SET TASK
From the article on investment in workflow automation software, list each group the interviewed people are divided into, along with the percentage the article gives for it.

TEXT BLOCK
This is the third and final article in a series that attempts to answer the question of why companies are reluctant to invest in workflow automation software. In the first article, we dispelled five myths, and in the second we looked at research. In this article, we will try to identify the true underlying reason for the lack of investment.
If you have been following this series, you might be wondering, how else we can find the root cause? We went through a list of objections or myths which we dispelled. We looked at the available research and identified the inability to cost justify, and the lack of staff and skills as possible reasons.
The last approach to uncover the root cause is simply to talk to people going through this process and try to understand the experience. We have worked with managers, administrators, and executives who are going through this process and can identify some common denominators.
A small number, perhaps 15%, are excited by the prospect of making an investment that will help the company increase productivity, lower costs, and increase the value-added portion of their revenue. Another 15% are scared about making a misstep and doing something that hurts the company.
The remaining 70% talk about the same things we discussed in the last two articles. They will list the obstacles or myths described in the first article and the lack of skilled staff and inability to cost justify. The key is not what they say – it's how they say it.
When asked what is motivating these thoughts, they talk skeptically. They talk about how they were promised these same advantages with the last purchase or an investment last year. They may talk about how they are promised these advantages with every investment. The reason they are skeptical is because no one ever provided proof that any of these investments increased productivity, reduced costs, or eliminated waste. In other words, they are skeptical because they have reason to be skeptical.

(Dataset excerpts on object pointing)
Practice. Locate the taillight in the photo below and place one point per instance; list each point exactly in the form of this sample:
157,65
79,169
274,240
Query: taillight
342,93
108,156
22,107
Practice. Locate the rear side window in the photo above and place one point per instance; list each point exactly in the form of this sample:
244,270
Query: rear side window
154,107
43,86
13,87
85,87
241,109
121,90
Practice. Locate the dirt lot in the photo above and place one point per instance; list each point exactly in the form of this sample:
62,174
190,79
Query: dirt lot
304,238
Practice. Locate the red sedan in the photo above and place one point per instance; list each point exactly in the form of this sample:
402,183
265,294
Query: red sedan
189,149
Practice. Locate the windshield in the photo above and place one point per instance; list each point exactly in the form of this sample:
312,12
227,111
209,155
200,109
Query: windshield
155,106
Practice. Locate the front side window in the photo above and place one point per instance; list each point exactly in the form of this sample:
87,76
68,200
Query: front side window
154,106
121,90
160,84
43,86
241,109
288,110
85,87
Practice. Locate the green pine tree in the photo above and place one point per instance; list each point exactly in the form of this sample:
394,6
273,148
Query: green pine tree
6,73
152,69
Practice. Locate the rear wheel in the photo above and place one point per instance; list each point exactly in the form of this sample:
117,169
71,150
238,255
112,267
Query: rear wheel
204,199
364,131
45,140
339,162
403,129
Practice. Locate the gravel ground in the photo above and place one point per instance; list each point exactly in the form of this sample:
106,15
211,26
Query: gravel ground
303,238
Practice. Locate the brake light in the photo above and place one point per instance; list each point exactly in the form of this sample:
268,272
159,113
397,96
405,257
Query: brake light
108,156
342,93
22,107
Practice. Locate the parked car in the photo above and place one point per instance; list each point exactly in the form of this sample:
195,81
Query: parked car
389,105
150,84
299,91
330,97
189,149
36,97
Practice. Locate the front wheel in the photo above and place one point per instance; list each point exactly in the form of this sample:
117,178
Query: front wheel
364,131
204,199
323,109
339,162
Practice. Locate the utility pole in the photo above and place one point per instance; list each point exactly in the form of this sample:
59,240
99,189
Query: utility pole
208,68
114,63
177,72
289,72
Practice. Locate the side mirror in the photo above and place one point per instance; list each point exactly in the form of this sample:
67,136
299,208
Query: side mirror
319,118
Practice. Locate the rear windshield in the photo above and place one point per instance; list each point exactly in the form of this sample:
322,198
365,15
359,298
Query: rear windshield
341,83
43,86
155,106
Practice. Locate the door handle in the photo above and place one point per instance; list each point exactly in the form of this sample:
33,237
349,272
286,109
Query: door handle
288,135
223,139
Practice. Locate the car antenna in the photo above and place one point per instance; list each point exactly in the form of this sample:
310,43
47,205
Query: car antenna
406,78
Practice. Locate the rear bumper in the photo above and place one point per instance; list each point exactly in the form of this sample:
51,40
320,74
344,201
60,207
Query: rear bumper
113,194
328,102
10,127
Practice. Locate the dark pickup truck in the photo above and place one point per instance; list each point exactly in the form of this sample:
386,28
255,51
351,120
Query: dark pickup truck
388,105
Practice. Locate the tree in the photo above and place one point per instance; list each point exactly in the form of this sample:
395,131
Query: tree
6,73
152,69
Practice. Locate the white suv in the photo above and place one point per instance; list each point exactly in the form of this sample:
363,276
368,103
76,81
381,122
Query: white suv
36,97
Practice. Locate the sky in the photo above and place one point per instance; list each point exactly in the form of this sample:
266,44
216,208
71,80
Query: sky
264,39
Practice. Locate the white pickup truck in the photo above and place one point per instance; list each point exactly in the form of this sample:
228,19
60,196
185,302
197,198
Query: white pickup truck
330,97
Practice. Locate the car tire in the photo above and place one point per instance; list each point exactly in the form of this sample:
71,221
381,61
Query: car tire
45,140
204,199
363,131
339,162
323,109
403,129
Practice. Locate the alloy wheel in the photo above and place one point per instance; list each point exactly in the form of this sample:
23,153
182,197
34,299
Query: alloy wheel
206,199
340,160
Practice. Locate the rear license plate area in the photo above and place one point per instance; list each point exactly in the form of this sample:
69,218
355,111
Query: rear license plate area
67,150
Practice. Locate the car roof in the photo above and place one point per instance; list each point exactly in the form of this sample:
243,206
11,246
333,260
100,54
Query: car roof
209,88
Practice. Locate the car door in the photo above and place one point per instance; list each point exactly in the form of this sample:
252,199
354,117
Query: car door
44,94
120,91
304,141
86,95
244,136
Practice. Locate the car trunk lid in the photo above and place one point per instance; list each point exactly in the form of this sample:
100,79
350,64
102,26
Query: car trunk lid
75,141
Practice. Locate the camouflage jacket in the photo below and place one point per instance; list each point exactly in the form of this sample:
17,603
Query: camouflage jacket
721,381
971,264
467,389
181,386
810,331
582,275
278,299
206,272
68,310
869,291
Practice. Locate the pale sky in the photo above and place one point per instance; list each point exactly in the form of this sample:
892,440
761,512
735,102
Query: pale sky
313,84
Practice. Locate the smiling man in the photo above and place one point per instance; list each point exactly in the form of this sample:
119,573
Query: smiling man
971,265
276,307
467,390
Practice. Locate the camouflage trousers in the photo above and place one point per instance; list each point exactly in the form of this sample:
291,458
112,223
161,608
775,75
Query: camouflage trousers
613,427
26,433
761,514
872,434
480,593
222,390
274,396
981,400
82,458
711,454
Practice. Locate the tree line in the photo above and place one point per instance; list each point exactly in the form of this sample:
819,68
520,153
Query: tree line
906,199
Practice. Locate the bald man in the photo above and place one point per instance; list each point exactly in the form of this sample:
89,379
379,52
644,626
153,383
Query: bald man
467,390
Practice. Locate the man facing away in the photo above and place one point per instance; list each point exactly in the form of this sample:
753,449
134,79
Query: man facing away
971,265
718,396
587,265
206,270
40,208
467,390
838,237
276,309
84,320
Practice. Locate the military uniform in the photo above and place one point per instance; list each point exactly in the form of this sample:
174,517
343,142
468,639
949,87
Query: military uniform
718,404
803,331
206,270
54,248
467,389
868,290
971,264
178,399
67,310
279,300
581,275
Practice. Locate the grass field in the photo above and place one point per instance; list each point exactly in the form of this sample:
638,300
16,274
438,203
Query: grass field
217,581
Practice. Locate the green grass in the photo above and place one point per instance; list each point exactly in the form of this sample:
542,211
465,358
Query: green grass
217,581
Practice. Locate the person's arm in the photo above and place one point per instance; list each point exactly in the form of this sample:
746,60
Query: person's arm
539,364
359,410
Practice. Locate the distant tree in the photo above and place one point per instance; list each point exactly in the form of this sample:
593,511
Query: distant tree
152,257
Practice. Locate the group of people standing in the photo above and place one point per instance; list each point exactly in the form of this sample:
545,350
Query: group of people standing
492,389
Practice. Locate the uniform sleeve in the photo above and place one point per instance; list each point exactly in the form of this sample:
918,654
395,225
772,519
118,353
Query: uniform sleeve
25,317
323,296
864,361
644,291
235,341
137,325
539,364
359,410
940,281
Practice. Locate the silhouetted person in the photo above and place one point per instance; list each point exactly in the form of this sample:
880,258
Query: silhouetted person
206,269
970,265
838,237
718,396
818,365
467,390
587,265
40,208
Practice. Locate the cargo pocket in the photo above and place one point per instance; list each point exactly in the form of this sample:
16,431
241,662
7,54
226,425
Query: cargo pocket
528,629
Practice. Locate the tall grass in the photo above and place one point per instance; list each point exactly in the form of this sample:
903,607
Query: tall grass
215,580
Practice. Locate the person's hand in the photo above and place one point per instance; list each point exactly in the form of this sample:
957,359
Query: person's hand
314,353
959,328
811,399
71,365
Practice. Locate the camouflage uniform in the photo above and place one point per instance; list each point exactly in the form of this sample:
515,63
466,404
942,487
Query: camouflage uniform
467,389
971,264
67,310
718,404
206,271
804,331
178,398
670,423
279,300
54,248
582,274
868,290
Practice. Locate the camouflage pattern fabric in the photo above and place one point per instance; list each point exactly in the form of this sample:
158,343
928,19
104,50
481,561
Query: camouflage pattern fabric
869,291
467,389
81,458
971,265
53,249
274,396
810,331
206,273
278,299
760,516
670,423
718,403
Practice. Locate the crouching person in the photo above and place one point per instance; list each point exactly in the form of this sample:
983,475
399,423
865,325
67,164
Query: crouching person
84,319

SOLUTION FOR THIS PROBLEM
- Those excited by the prospect of an investment that will raise productivity, lower costs and increase the value-added portion of revenue: perhaps 15%
- Those scared of making a misstep that hurts the company: 15%
- Those who talk about the same obstacles, the lack of skilled staff and the inability to cost justify: the remaining 70%